### Extrahierter Text
Was passiert, wenn aktive Sterbehilfe erlaubt wird? Gibt es überhaupt ein Recht auf Tötung auf Verlangen oder assistierten Suizid? Was heißt in diesem Fall „Selbstbestimmung“? Und was bedeutet dies für die berufliche Identität von Ärzten und Pflegenden?
Die Debatten zum Thema „Sterbehilfe“ werden in westlichen Ländern weiter geführt, auch unter Standesvertretungen und medizinischen Fachgesellschaften. Prominente Ärzte und Ethiker forderten jüngst in einem Beitrag im Journal of Palliative Care (2018: doi: 10.1177/0825859718777325) ein klares Bekenntnis zum ärztlichen Ethos, wonach Mediziner weder in den assistierten Suizid noch in Tötung auf Verlangen involviert werden sollen.
Zu dem internationalen 10-köpfigen Autorenteam zählen u. a. der US-Medizinethiker Daniel Sulmasy von der Georgetown University (er war von 2010 bis 2017 Mitglied der von Präsident Barack Obama eingesetzten Bioethik-Kommission), Margaret Somerville, Bioethikerin an der University of Notre Dame Australia, sowie der deutsche Palliativmediziner Lukas Radbruch, Präsident der Deutschen Gesellschaft für Palliativmedizin.

[Datensatzeinträge]
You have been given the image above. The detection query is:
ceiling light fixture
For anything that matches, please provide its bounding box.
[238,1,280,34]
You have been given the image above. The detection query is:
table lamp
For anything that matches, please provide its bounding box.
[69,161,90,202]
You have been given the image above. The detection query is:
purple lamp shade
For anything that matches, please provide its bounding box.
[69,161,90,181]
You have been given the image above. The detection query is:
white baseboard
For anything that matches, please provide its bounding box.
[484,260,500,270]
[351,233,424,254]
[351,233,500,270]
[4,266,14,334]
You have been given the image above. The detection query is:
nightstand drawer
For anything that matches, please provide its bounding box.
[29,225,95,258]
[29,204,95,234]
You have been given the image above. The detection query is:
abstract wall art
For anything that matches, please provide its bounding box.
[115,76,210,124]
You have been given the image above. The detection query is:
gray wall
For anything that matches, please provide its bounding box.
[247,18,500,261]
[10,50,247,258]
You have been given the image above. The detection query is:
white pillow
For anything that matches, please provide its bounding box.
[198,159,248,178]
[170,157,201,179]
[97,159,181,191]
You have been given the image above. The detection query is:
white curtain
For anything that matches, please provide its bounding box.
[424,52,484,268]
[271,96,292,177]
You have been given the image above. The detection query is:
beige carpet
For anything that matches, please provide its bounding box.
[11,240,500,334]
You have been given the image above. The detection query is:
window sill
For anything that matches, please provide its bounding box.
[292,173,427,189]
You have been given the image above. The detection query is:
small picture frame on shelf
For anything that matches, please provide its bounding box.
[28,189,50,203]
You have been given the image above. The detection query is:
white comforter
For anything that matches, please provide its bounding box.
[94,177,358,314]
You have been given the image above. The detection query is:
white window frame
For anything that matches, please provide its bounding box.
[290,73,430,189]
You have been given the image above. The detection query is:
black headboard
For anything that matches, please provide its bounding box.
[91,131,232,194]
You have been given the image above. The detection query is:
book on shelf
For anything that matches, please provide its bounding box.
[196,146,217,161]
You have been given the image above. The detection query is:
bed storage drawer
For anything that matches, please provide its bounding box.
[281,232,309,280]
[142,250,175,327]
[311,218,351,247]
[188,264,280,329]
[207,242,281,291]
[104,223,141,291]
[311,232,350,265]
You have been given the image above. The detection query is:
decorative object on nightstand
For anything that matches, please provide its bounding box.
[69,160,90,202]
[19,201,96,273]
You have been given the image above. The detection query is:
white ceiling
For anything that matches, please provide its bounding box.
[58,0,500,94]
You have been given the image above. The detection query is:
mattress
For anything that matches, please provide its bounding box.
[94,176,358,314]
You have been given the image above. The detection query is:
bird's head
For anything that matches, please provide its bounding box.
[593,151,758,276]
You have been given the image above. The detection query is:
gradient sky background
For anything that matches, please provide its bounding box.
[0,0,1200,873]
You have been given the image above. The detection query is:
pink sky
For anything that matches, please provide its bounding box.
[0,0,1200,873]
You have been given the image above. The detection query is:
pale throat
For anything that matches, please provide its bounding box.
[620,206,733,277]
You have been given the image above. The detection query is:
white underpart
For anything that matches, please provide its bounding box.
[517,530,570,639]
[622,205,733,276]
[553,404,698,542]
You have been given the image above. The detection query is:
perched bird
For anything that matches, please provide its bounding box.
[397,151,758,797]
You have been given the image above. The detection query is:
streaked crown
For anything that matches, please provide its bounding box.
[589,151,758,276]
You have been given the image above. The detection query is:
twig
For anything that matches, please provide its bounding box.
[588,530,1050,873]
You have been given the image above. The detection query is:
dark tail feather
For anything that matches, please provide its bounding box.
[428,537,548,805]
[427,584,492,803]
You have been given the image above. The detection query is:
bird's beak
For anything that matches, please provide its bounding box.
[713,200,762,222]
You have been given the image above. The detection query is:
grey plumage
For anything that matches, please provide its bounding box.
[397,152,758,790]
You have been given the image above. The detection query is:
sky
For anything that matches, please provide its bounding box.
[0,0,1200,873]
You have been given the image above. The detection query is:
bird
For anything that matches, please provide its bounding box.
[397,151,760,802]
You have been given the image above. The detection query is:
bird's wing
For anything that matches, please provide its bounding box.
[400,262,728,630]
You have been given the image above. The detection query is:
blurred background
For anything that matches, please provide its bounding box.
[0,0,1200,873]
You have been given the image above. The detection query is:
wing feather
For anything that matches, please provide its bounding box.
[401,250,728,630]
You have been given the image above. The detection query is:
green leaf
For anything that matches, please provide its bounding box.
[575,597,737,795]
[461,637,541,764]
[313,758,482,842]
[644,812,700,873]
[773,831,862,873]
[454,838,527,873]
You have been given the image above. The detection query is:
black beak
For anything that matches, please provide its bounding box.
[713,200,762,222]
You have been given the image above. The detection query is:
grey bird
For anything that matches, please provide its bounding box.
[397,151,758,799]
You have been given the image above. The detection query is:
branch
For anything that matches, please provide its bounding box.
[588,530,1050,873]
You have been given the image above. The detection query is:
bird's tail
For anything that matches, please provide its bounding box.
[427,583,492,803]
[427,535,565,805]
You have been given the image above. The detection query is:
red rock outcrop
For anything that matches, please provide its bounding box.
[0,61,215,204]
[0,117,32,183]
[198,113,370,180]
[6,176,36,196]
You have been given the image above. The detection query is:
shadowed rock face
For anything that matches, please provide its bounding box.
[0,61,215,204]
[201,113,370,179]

### Aufgabenstellungen
A – Gib aus dem Text zur Sterbehilfe alles von „Zu dem internationalen“ bis hinunter zu „Gesellschaft für Palliativmedizin.“ wortgetreu wieder.
B – Wer ist laut dem Text zur Sterbehilfe Präsident der Deutschen Gesellschaft für Palliativmedizin?
C – Schreibe den Text zur Sterbehilfe im Anschluss an seinen letzten Satz weiter.
Die Daten haben hierfür keine Bedeutung.

### Lösungen
A –
Zu dem internationalen 10-köpfigen Autorenteam zählen u. a. der US-Medizinethiker Daniel Sulmasy von der Georgetown University (er war von 2010 bis 2017 Mitglied der von Präsident Barack Obama eingesetzten Bioethik-Kommission), Margaret Somerville, Bioethikerin an der University of Notre Dame Australia, sowie der deutsche Palliativmediziner Lukas Radbruch, Präsident der Deutschen Gesellschaft für Palliativmedizin.

B – Lukas Radbruch

C –
Die fünf Hauptargumente der Autoren gegen eine Legalisierung von Tötung auf Verlangen und Beihilfe zum Suizid lauten:
1. „Schiefe Ebene“: Die Daten aus Belgien und den Niederlanden zeigen, dass gesetzliche Schutzmaßnahmen letztlich wirkungslos sind und verletzt werden. Es würden auch ohne deren Zustimmung Patienten tödliche Medikamente verabreicht. Der jüngste Fall, der in den Niederlanden publik wurde, war eine Ärztin, die eine 80-jährige, an Demenz erkrankte Patientin gegen deren Willen getötet hat (vgl. Bioethik aktuell, 6.2.2017). Für ihr Verhalten wurde sie von der Haager Ärztekammer „gerügt“ (vgl. Deutsches Ärzteblatt, online, 25.7.2018). Ob es auch zu einem strafrechtlichen Verfahren kommen wird, ist immer noch offen.
2. „Fehlende Selbstbestimmung“: Die Autoren halten fest, dass der explizite Wunsch zu sterben, nicht mit einem Tötungswunsch gleichzusetzen sei. Bei dem Wunsch nach Beihilfe zum Suizid oder Euthanasie würden psychologische und soziale Motive mehr im Vordergrund stehen als körperliche Symptome oder rationale Entscheidungen. Die Bitte um Tötung würde deshalb nach verbesserter Symptomkontrolle und psychologischer Unterstützung meist verschwinden.
3. „Unzureichende palliative Versorgung“: Es brauche ein „ganzheitliches Wissen um die Palliativpflege“, wobei Schmerzen, Depression und existentielle Nöte umfassend behandelt werden müssen.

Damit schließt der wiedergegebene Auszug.